[WHAT IS BEING ASKED]: Collect every line of the records that contains the string "paved", and copy each one in full.

(Location annotation dataset excerpts)

---

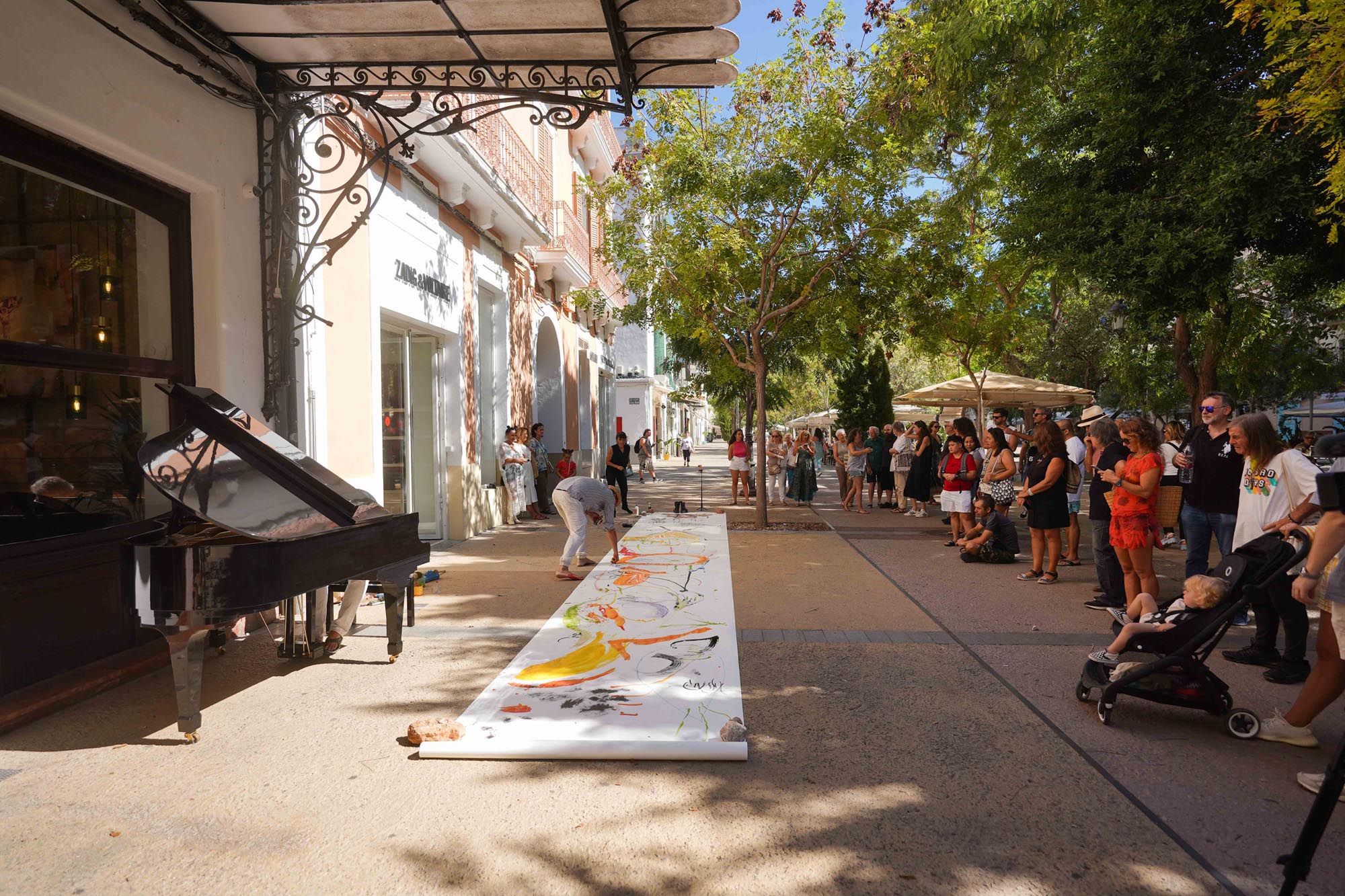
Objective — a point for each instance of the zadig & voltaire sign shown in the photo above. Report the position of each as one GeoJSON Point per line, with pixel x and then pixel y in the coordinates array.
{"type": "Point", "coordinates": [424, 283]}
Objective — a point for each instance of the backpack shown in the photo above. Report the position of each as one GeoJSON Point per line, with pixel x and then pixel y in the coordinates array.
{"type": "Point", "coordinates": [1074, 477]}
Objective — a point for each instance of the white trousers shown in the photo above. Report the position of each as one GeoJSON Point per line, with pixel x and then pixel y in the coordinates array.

---

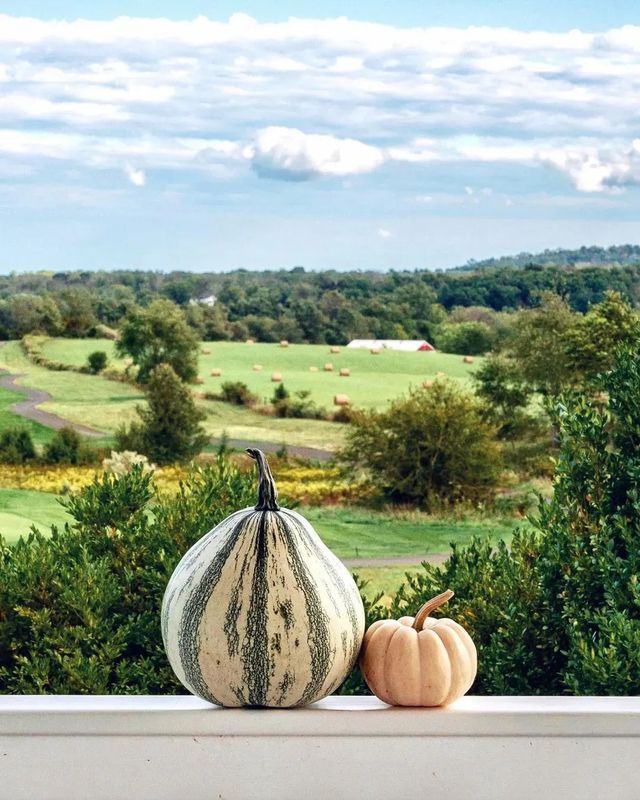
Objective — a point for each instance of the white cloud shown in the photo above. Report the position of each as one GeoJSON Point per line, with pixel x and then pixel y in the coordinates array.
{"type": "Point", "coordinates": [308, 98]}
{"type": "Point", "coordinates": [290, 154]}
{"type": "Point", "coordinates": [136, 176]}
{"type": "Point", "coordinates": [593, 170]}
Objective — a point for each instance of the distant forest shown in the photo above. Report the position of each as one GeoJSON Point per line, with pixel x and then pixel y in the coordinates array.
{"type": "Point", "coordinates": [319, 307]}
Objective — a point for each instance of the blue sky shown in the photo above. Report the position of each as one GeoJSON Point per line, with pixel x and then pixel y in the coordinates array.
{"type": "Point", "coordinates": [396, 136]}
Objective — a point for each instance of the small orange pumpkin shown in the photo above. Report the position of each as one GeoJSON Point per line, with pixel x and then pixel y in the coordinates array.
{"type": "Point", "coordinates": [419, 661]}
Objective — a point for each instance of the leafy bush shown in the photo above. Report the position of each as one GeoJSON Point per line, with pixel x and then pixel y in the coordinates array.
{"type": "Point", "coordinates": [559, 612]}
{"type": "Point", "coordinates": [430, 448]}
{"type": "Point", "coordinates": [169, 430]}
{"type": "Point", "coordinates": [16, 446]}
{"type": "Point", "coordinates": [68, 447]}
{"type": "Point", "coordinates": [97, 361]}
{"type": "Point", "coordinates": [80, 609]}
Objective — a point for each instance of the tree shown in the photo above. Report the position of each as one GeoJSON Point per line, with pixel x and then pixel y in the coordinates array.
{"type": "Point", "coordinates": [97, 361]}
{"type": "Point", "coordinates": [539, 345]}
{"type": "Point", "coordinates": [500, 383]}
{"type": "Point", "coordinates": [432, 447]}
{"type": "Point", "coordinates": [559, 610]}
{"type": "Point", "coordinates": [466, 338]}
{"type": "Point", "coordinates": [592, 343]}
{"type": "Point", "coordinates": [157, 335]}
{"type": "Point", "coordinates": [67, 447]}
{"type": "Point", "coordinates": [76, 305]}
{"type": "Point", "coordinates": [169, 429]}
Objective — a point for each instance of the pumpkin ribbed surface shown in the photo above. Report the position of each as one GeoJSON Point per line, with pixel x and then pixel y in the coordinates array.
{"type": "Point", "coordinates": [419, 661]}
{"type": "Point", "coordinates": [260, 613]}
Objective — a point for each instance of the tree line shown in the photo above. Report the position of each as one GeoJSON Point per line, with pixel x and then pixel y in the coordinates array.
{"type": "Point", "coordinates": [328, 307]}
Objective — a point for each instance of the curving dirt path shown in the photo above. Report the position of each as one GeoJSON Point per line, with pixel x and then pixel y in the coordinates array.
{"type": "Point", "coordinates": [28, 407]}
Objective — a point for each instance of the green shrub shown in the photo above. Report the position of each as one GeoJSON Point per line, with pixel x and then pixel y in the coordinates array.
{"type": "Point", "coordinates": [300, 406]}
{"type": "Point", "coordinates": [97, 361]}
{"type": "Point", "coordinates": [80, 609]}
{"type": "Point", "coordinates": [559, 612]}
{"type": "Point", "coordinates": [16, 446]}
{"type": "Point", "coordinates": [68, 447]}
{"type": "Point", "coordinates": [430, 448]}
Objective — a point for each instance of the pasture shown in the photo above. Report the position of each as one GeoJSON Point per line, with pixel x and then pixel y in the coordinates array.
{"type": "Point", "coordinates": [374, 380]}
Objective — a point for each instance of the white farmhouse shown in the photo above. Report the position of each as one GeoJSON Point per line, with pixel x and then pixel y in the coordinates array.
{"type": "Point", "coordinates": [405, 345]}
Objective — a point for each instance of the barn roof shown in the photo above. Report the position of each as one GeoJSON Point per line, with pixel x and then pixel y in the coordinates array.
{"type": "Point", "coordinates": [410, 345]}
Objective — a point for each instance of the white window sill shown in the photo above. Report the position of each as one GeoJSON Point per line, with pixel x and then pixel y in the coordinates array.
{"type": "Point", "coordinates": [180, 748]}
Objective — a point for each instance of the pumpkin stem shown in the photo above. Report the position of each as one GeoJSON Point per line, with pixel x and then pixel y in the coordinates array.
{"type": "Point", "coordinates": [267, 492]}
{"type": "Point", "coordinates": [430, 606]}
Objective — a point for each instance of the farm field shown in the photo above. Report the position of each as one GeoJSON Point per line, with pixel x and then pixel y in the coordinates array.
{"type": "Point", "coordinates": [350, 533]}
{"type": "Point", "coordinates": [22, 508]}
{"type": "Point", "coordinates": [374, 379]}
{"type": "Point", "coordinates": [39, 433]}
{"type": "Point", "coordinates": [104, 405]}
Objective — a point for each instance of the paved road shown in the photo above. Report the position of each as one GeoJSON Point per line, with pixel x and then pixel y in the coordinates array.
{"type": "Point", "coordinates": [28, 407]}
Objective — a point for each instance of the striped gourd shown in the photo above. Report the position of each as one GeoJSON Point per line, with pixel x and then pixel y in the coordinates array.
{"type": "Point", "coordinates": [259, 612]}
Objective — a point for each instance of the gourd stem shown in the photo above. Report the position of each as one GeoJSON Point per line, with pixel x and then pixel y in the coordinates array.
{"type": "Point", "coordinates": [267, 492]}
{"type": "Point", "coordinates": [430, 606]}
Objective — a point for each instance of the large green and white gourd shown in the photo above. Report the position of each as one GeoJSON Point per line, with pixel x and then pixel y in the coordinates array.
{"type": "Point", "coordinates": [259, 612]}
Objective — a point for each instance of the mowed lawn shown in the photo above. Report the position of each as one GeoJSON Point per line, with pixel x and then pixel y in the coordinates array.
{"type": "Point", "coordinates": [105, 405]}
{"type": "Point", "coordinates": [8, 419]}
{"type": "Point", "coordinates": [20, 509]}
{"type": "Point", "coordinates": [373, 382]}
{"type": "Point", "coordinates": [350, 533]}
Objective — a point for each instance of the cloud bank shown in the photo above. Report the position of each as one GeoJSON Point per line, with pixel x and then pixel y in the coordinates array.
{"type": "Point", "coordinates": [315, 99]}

---

[OUTPUT BELOW]:
Objective — a point for each instance of the paved road shown in the photo above. Report the position of each as one GeoJSON Point per line, with pixel x and then pixel y in the coordinates array.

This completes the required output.